§ Text segment
Job 8:8 Search - Seriously and industriously search the ancient records.
Job 8:9 We, &c. - But lately born, and therefore have but little knowledge and experience. We live not so long as they did, to make observations on the methods of Divine Providence.
***Job 8:10 Shall not they teach thee - Wilt thou not treat their maxims with the utmost deference and respect? They utter words from their heart - what they say is the fruit of long and careful experience.
Job 8:11 Can, &c. - The hypocrite cannot build his hope, without some false, rotten ground or other, any more than the rush can grow without mire, or the flag without water.
Job 8:12 Greenness - Whereby it promises long continuance. Tho' no man cut it down, it withers of itself, sooner than other herbs.
Job 8:13 Paths - Of wicked men. By their paths he doth not understand their manner of living, but the events which befall them, God's manner of dealing with them.

§ Available data
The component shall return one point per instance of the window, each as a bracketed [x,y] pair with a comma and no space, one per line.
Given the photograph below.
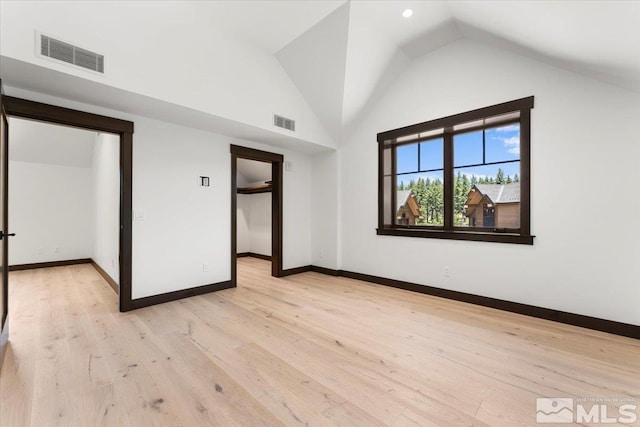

§ Requirements
- 1) What is the Spanish translation of the sentence "We live not so long as they did, to make observations on the methods of Divine Providence." from the commentary on Job 8?
- 2) In the commentary on Job 8, why should the maxims of the ancients be treated with the utmost deference and respect?
- 3) Could you carry on the commentary on Job 8 from its last note?

§ Answers for this exercise
- 1) No vivimos tanto como ellos vivieron para hacer observaciones sobre los métodos de la Divina Providencia.

- 2) They utter words from their heart, so what they say is the fruit of long and careful experience. By contrast, we are lately born and have little knowledge and experience, because we do not live as long as they did to observe the methods of Divine Providence.

- 3)
Job 8:14 Hope - Whose wealth and outward glory, the matter of his hope, and trust, shall be cut off suddenly and violently taken away from him. Web - Which tho' it be formed with great art and industry, is easily swept down, or pulled in pieces.
Job 8:15 House - He shall trust to the multitude of his children and servants, and to his wealth, all which come under the name of a man's house in scripture. Hold it - To uphold himself by it. But his web, that refuge of lies, will be swept away, and he crushed in it.
***Job 8:16 He is green before the sun - This is another metaphor. The wicked is represented as a luxuriant plant, in a good soil, with all the advantages of a good situation; well exposed to the sun; the roots intervolving themselves with stones, so as to render the tree more stable; but suddenly a blast comes, and the tree begins to die. The sudden fading of its leaves, etc., shows that its root is become as rottenness, and its vegetable life destroyed. I have often observed sound and healthy trees, which were flourishing in all the pride of vegetative health, suddenly struck by some unknown and incomprehensible blast, begin to die away, and perish from the roots. I have seen also the prosperous wicked, in the inscrutable dispensations of the Divine providence, blasted, stripped, made bare, and despoiled, in the same way.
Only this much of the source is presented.